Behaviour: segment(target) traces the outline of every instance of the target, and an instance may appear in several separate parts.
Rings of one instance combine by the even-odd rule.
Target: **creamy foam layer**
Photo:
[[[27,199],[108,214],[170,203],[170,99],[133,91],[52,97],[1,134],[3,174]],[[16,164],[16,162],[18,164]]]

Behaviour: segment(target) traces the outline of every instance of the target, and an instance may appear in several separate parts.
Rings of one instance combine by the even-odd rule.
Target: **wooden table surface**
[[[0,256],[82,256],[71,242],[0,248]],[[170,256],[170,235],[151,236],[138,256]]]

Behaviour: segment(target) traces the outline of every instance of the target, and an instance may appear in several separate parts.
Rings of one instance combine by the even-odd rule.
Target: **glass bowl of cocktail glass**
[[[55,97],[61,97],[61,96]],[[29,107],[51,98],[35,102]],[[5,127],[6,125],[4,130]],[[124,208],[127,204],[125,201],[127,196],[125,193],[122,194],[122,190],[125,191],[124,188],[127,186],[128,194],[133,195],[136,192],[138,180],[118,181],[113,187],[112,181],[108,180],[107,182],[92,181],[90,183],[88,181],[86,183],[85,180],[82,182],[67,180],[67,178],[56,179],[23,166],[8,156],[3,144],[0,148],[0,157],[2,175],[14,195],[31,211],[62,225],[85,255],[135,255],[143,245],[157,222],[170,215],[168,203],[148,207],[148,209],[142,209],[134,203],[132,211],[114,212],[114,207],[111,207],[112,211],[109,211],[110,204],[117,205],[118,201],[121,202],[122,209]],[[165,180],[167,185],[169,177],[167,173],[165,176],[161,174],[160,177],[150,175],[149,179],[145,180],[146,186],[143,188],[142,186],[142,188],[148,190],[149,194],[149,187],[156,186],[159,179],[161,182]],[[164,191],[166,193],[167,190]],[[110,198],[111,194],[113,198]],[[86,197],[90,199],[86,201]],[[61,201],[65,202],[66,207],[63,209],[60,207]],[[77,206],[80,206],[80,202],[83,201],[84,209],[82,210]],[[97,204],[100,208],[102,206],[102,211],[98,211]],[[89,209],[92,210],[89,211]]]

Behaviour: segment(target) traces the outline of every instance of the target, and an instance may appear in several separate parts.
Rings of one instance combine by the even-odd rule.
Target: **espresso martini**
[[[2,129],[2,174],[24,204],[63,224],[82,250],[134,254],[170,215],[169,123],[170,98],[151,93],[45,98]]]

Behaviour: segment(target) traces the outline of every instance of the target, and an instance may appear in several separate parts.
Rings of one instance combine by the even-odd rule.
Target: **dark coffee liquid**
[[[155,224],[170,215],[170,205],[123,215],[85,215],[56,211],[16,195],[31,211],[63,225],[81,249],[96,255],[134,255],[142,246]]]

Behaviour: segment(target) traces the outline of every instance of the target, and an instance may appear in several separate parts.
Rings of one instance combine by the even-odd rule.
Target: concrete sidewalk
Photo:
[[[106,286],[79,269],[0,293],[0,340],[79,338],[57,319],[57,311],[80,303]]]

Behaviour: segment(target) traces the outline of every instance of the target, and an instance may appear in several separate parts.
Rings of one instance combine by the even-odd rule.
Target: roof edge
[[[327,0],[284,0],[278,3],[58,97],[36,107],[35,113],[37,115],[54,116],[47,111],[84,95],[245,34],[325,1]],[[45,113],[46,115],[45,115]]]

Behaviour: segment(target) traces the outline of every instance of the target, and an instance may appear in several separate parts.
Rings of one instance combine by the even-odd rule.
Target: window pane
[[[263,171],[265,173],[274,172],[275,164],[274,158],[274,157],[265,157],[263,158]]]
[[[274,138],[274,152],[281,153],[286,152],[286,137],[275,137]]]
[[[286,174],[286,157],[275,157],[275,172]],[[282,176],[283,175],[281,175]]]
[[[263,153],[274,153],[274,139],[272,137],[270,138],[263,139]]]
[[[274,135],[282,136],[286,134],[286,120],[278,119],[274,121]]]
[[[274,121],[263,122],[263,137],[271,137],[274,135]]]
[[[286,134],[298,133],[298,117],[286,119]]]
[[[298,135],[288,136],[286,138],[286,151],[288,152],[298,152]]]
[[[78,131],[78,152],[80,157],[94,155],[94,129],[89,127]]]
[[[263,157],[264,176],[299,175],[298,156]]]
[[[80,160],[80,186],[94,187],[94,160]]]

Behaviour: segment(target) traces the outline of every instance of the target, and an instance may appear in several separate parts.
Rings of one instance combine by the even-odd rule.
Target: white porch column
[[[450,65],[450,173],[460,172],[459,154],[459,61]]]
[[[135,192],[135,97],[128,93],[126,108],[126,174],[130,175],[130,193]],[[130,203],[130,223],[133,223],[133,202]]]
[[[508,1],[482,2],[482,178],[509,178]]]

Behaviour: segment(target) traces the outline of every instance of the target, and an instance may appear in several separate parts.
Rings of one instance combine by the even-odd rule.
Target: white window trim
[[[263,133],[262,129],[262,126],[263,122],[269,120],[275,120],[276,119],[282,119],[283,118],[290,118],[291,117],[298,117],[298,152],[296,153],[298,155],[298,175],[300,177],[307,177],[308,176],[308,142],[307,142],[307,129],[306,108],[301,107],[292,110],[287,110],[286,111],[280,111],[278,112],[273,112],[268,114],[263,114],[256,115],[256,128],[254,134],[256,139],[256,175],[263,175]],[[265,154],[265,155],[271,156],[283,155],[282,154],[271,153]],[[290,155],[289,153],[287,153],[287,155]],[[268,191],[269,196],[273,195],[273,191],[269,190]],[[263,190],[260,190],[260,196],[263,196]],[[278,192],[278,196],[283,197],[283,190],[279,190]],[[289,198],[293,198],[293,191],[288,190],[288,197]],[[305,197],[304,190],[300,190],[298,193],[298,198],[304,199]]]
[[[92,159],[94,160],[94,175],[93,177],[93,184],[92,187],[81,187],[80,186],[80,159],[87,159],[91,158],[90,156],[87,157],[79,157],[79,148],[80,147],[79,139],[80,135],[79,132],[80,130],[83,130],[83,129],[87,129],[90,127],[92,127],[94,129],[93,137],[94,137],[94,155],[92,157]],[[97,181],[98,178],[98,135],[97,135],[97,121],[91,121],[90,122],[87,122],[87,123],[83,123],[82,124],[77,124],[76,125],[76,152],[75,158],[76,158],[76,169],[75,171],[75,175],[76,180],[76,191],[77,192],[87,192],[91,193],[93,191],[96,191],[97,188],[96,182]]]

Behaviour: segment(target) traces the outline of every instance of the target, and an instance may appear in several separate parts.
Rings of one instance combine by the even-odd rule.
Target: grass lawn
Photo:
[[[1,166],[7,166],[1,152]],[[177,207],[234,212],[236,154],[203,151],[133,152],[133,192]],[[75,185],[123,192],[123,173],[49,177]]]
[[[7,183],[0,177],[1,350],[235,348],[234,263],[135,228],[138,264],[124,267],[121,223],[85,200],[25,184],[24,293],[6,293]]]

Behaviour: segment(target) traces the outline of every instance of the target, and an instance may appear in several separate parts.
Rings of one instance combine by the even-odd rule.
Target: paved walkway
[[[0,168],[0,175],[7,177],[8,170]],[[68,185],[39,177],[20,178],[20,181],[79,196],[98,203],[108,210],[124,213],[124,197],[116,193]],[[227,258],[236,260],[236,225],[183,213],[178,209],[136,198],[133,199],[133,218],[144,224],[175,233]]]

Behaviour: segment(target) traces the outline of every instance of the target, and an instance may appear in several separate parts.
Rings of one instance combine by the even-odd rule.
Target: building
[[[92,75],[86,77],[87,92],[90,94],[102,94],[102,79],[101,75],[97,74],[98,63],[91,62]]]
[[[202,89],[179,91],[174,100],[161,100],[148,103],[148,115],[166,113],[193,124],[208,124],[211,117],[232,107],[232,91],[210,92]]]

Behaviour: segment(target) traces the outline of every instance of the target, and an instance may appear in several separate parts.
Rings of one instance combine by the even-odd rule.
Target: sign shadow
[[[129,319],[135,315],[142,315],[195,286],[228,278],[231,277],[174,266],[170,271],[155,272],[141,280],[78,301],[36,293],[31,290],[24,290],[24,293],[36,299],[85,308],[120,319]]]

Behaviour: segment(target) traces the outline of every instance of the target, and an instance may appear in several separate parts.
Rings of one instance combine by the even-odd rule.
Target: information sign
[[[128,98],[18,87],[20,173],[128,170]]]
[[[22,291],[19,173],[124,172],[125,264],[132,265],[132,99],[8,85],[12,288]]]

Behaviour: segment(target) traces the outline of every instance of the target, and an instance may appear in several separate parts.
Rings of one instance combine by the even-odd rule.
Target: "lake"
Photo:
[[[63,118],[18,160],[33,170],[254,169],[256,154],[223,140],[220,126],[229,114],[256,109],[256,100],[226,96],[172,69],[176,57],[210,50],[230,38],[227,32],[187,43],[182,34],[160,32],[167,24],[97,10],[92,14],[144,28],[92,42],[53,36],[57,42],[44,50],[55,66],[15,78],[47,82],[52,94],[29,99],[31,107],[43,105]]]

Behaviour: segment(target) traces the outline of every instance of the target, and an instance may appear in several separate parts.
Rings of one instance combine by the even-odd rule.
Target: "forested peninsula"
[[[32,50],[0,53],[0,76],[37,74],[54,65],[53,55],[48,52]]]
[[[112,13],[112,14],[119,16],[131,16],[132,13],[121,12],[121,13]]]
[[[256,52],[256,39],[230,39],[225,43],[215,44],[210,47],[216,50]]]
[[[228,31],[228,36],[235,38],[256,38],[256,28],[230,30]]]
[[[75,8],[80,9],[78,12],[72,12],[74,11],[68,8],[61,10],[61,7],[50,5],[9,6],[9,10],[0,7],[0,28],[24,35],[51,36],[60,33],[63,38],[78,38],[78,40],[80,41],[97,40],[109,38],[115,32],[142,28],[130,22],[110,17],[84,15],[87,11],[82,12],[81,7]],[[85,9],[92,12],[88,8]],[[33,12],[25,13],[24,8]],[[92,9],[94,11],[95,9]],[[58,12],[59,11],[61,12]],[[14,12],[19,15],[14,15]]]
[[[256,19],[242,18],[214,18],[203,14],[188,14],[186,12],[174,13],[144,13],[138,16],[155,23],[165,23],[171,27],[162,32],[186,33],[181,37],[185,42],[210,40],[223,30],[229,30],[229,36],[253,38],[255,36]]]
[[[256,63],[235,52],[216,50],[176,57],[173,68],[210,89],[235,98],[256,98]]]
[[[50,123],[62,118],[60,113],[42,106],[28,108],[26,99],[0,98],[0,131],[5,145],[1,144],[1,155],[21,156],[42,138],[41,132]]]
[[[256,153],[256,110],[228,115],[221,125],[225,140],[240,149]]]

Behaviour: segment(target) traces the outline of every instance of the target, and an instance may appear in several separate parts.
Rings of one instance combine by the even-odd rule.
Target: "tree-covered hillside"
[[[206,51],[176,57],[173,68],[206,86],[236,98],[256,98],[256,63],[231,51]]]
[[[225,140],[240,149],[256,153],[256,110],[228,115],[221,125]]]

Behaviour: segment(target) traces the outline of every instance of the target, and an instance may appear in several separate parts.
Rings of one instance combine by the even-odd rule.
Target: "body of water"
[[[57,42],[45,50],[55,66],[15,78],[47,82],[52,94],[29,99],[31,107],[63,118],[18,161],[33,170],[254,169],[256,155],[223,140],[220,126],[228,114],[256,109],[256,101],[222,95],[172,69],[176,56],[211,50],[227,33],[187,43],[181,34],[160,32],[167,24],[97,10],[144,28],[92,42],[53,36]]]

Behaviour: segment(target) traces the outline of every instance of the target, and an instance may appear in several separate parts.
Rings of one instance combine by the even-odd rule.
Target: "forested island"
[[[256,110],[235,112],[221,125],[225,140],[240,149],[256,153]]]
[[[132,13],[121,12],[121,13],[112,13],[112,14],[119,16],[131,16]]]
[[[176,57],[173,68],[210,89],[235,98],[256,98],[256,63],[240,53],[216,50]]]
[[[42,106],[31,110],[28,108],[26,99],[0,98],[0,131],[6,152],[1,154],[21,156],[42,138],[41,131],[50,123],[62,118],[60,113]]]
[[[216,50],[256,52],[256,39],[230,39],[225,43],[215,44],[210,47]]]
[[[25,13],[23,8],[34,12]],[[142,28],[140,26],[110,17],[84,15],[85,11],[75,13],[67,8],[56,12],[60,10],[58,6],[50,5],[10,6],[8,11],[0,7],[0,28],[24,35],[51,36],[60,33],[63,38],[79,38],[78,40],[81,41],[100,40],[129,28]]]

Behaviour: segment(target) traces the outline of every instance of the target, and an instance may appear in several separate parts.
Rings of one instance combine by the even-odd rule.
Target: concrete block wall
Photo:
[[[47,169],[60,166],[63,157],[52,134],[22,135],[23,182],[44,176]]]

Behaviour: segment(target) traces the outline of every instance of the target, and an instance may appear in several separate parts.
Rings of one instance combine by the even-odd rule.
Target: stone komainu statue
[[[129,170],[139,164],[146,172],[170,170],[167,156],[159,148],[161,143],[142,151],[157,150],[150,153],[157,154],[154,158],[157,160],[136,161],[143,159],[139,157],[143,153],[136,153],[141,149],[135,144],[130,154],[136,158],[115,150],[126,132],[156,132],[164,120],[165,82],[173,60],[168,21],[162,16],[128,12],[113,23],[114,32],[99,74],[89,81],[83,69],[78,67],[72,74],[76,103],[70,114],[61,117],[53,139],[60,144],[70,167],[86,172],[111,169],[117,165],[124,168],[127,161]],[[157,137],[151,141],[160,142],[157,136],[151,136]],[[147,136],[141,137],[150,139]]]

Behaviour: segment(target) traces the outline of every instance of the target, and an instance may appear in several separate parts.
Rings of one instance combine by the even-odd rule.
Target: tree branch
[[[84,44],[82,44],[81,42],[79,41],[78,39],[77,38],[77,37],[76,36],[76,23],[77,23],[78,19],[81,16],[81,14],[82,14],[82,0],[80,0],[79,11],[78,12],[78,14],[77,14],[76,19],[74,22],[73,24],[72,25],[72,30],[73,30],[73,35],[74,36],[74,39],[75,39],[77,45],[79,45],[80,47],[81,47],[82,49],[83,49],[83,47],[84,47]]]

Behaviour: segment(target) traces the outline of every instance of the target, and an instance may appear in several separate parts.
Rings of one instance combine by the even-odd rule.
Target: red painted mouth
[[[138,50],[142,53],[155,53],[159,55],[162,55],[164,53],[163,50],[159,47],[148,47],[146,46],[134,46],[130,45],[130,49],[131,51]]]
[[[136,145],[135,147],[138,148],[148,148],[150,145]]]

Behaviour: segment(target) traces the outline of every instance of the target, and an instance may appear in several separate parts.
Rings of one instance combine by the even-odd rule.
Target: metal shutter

··········

How many lines in the items above contain the string "window", counting only case-sensitive matches? Reply with the number alone.

2